Point annotation data:

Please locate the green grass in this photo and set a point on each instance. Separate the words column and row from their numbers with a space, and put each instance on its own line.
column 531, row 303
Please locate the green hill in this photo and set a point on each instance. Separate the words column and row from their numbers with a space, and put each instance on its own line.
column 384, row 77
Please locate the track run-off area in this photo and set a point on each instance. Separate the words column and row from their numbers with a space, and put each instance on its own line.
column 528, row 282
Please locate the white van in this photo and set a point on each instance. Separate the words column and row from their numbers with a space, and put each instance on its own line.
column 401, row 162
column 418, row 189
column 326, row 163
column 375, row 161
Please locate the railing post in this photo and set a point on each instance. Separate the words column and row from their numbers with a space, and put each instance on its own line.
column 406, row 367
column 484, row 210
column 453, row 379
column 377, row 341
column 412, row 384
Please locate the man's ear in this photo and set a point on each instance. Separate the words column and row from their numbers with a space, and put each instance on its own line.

WRITTEN REQUEST: Copy all of the material above line for line, changing nothing.

ANSWER FOR THIS EXERCISE:
Please locate the green grass in this photo and set a point on each instance. Separate the words column and row from their numbers with a space, and put each instance on its own line.
column 531, row 303
Please locate the green hill in this photo and set a point on each instance. Separate the words column and row from their numbers with a space, and put each instance on its own line.
column 384, row 77
Please locate the track run-off area in this photo and set a point on each instance. Separate the words column and row from their numbers with a space, and put each instance on its own line.
column 528, row 282
Please locate the white van in this photo and set a point on each instance. Separate the words column and row from their numbers with a space, and put each instance on its own line.
column 401, row 162
column 418, row 189
column 326, row 163
column 375, row 161
Please locate the railing post in this photo and set a point on each instance. Separate the words column and row from their numbers with a space, and put each instance on its own line.
column 406, row 367
column 484, row 210
column 453, row 379
column 377, row 341
column 412, row 384
Please locate the man's ear in this photo and set a point on each instance. Separate the words column and row from their numbers with a space, and put each instance on its own line.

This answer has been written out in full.